Aim of the task - Could you copy all of the records below exactly as they appear?

** Opening Input data block **

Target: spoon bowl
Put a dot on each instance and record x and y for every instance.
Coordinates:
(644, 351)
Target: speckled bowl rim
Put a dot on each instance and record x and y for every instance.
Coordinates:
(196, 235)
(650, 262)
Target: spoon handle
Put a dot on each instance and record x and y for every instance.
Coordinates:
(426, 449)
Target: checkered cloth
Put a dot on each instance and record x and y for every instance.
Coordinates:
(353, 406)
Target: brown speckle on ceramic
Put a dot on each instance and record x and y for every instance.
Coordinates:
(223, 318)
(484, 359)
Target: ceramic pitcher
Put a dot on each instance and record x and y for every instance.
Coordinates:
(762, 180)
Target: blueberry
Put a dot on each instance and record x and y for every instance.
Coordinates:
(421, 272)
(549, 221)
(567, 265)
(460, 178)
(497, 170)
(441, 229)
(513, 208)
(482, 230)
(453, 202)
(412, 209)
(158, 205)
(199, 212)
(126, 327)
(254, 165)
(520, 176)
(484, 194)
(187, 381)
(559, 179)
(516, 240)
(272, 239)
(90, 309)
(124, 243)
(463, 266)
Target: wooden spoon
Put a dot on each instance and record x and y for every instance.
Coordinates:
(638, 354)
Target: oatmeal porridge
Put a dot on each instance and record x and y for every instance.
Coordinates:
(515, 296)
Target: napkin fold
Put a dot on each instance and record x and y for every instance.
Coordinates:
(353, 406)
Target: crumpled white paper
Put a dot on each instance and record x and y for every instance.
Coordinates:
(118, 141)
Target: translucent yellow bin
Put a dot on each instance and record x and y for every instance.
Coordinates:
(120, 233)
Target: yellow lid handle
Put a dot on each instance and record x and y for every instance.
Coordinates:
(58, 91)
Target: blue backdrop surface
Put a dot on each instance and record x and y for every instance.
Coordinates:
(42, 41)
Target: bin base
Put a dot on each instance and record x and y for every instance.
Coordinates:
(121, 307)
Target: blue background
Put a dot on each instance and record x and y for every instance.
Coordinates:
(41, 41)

** Closing Input data block **

Solution to this exercise -
Target: spoon bowl
Put a dot on each instance and record x and y for every instance.
Coordinates:
(644, 351)
Target: speckled bowl rim
Put a dot on each instance and record x and y for every instance.
Coordinates:
(196, 235)
(650, 262)
Target: spoon handle
Put a dot on each instance and record x and y for every instance.
Coordinates:
(426, 449)
Target: checkered cloth
Put a dot on each instance and record x and y for every instance.
Coordinates:
(353, 406)
Target: brown speckle on ceramic
Put a dot on each instance and record x and y for every instance.
Coordinates:
(223, 318)
(484, 359)
Target: ceramic pitcher
Put a dot on each instance and record x and y for every instance.
Coordinates:
(762, 180)
Target: blueberry
Put a dot on each instance and record x and y for every instance.
Coordinates:
(421, 272)
(549, 221)
(567, 265)
(460, 178)
(497, 170)
(441, 229)
(513, 208)
(482, 230)
(453, 202)
(412, 209)
(158, 205)
(199, 212)
(126, 327)
(254, 165)
(520, 176)
(484, 194)
(187, 381)
(559, 179)
(516, 240)
(272, 239)
(90, 309)
(124, 243)
(463, 266)
Target: wooden spoon
Put a dot on each instance and record x and y for every instance.
Coordinates:
(638, 354)
Target: oatmeal porridge
Put a dot on each instance and record x and y for every instance.
Coordinates:
(515, 296)
Target: napkin fold
Put a dot on each instance and record x and y for every instance.
Coordinates:
(353, 406)
Target: crumpled white paper
Put a dot on each instance and record x and y for every instance.
Coordinates:
(118, 141)
Target: translucent yellow bin
Put a dot on each instance and record x and y for every instance.
Coordinates:
(120, 233)
Target: yellow lid handle
Put a dot on each instance and record x and y for every instance.
Coordinates:
(58, 91)
Target: blue backdrop surface
Put a dot on each instance and record x and y for every instance.
Coordinates:
(42, 41)
Target: bin base
Put a dot on each instance and record x and y for every instance.
Coordinates:
(121, 307)
Target: blue background
Put a dot on each instance and record x and y for every instance.
Coordinates:
(41, 41)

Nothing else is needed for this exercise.